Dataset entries
━━━━

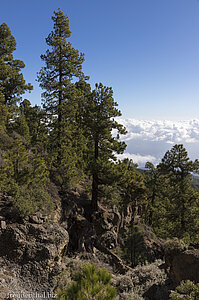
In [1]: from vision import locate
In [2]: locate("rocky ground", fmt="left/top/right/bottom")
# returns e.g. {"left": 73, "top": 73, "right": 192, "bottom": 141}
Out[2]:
{"left": 0, "top": 188, "right": 199, "bottom": 300}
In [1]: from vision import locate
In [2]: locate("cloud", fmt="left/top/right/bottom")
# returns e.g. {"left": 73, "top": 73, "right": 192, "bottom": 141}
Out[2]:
{"left": 115, "top": 118, "right": 199, "bottom": 166}
{"left": 117, "top": 152, "right": 156, "bottom": 165}
{"left": 118, "top": 118, "right": 199, "bottom": 144}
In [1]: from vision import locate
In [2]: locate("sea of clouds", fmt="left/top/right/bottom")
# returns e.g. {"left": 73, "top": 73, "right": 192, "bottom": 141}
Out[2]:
{"left": 116, "top": 118, "right": 199, "bottom": 167}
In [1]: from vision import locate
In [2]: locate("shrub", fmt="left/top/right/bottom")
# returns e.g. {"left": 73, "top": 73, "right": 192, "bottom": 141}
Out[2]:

━━━━

What this task involves » All of the lines above should be copied exactly, apart from the pictures.

Exercise response »
In [1]: from vision import locate
In [2]: locate("rocky ground", fmt="left/top/right/bottom")
# returns e.g. {"left": 73, "top": 73, "right": 192, "bottom": 141}
Out[2]:
{"left": 0, "top": 188, "right": 199, "bottom": 300}
In [1]: from vision import locate
In [2]: locate("cloud", fmt="left/top/right/bottom")
# returns e.g. {"left": 73, "top": 73, "right": 192, "bottom": 141}
Out[2]:
{"left": 115, "top": 118, "right": 199, "bottom": 166}
{"left": 117, "top": 152, "right": 156, "bottom": 165}
{"left": 118, "top": 118, "right": 199, "bottom": 144}
In [1]: from vision import locate
In [2]: locate("sea of clouds", fmt="left/top/right/bottom")
# returns e.g. {"left": 73, "top": 73, "right": 192, "bottom": 141}
Out[2]:
{"left": 116, "top": 118, "right": 199, "bottom": 167}
In [1]: from vision import locate
In [2]: locate("shrub", fmt="left/top/right/bottom")
# returns e.g. {"left": 73, "top": 73, "right": 192, "bottom": 141}
Out[2]:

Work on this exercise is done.